Reproduce word for word the portion of the movie review below, starting at "Speaking of the" and ending at "because of her.".

SOURCE DOCUMENT
* * *

I bet you're thinking, "meh, she's just some fat looking chick" but you'll be wrong to underestimate her. She's not just some fat looking chick, she's one CRAZY fat looking chick, and she'll mess you up!...if you interfere with her eating habits....
That's right! Call her fat, call her ugly, insult her to her face and she'll probably not even bat an eye lid, but get between her and her food, and God himself could not save your tortured soul from the grasps of hell she will send you! Ethel will not rest until her stomach is full, and god help us all...she's always hungry!
First of all, gosh I loved this movie! At 61 minutes, it does not overstay its welcome, matter of fact, I felt it was cut a bit too short. But no matter, there is a sequel (plus the Death Nurse movies) that reuses stock footage from it, in case I start to miss it.
Welcome to low budget territory! Now recently I've been watching some very low budget movies. Most of them only being successful if they were funny or gory. Criminally Insane is both. The dialogue is just magnificent. There were multiple times I burst out laughing, because I never expected such a ridiculous exchange. Take the conversation between Ethel and the boy who delivered her groceries straight to her house, for example. He brings her a whole box full of stuff, (remember, Ethel is fat, so she's buying in bulk). She ordered a stack of food, so he asks for $80 which seems reasonable. Ethel responds with "I don't have $80. I only have $4.50". I could go on and on listing some of the brilliant dialogue, I haven't even gotten to Ethel's sister and boyfriend yet!
Speaking of the sister and her boyfriend, I really should mention these guys. Because good lord, were they serious?! Rosalie is Ethel's skinnier sister, and is dating a guy that has no problem cheating on her, forcing her to be a hooker, and slapping her. Doesn't sound like something that's meant to be funny, but seriously, it is. Rosalie doesn't seem to have much problem with any of this. She puts up with it like it's nothing. I think she's got her own issues, but we don't really pay much mind to them. It's Ethel that's the real star of the show. Apart from her size, she's just hypnotic, it's hard not to become entranced in this movie just because of her.
So we've covered the grounds of it being funny, but did I mention it was gory? Cos it's drenched in blood. Red looking paint blood, but blood all the same. Sure, when she's hacking people up with a meat cleaver, it might resemble like she's slapping them with a rolled up newspaper, but it's the thought that counts and it equals to quite a bit of a body count. So much that it becomes a problem for Ethel on how to dispose of the bodies. You're gonna love the answer, I just know it. Stay tuned for the ending.
For a low budget flick that's about a homicidal women who kills when people try to stop her from eating, it's actually very well made and the actress playing Ethel (the late Priscilla Alden) really did a damn good job. As I mentioned earlier, it's hard not to find her performance hypnotic. Not sure how how old Ethel was meant to be in this movie, as she's being cared for by her grandma, but the actress was 36 when this movie was released, and Ethel looks a hell of a lot older then 36. I would have estimated somewhere in her 40s. She looked almost as old as her grandma.
I don't have much else to say about this movie, except to highly recommend it. For a bad movie, it's one of the best, and one I imagine many people enjoying. Just avoid the sequel at all costs.

* * *

MATERIAL PROVIDED
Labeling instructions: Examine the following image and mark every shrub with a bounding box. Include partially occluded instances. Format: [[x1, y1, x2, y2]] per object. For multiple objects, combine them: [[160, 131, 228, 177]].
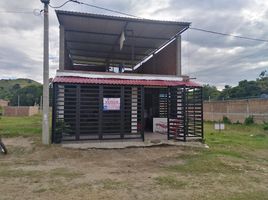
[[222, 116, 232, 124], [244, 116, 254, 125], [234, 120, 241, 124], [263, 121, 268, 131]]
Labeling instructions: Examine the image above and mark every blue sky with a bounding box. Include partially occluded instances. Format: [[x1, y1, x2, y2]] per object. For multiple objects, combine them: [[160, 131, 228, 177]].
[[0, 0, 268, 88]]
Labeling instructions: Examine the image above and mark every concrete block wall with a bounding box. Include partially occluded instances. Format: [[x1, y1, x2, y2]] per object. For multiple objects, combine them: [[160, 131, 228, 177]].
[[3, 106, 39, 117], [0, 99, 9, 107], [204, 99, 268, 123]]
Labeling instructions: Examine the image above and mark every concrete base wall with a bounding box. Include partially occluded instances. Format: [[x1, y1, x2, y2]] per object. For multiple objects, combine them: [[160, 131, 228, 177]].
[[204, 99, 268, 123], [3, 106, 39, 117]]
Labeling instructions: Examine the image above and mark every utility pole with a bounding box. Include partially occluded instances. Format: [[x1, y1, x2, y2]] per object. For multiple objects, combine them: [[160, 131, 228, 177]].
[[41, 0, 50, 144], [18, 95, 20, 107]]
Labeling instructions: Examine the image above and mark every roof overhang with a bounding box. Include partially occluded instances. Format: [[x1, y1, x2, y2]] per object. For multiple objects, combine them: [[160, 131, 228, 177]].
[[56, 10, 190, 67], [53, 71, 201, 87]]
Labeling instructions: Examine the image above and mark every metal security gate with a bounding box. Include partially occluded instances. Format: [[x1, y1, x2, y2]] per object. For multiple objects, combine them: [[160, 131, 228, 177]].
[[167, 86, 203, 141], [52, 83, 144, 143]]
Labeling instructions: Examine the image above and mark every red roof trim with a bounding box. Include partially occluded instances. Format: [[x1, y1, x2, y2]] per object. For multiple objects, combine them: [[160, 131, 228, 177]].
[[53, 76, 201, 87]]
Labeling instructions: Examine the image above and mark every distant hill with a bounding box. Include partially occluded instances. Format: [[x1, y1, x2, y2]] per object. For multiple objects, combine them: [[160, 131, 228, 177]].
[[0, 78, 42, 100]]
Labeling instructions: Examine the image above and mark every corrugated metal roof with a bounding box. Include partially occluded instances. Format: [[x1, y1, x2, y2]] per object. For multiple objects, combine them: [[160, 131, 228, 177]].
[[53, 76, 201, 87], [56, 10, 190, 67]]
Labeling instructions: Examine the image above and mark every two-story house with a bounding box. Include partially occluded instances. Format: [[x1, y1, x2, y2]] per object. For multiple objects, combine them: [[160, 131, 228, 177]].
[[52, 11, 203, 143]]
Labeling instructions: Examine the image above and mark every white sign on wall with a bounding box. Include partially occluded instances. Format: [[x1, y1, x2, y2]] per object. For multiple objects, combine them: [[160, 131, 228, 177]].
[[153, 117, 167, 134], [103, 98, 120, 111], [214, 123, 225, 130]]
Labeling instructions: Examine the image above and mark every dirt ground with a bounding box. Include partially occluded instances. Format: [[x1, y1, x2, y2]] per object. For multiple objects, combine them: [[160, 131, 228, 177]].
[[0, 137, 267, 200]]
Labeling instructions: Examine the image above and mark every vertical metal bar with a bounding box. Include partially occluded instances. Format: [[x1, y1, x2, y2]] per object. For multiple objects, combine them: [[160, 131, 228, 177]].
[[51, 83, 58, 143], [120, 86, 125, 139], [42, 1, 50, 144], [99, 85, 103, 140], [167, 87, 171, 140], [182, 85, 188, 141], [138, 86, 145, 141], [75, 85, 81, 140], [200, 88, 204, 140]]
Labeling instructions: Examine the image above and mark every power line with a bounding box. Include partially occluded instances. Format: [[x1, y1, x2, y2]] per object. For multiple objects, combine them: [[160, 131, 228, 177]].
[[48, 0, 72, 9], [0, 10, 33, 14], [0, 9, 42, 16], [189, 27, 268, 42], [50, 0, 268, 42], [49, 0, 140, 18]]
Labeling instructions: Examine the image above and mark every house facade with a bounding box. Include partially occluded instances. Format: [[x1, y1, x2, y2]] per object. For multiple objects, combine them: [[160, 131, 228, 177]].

* * *

ANSWER BELOW
Speaking of the sister and her boyfriend, I really should mention these guys. Because good lord, were they serious?! Rosalie is Ethel's skinnier sister, and is dating a guy that has no problem cheating on her, forcing her to be a hooker, and slapping her. Doesn't sound like something that's meant to be funny, but seriously, it is. Rosalie doesn't seem to have much problem with any of this. She puts up with it like it's nothing. I think she's got her own issues, but we don't really pay much mind to them. It's Ethel that's the real star of the show. Apart from her size, she's just hypnotic, it's hard not to become entranced in this movie just because of her.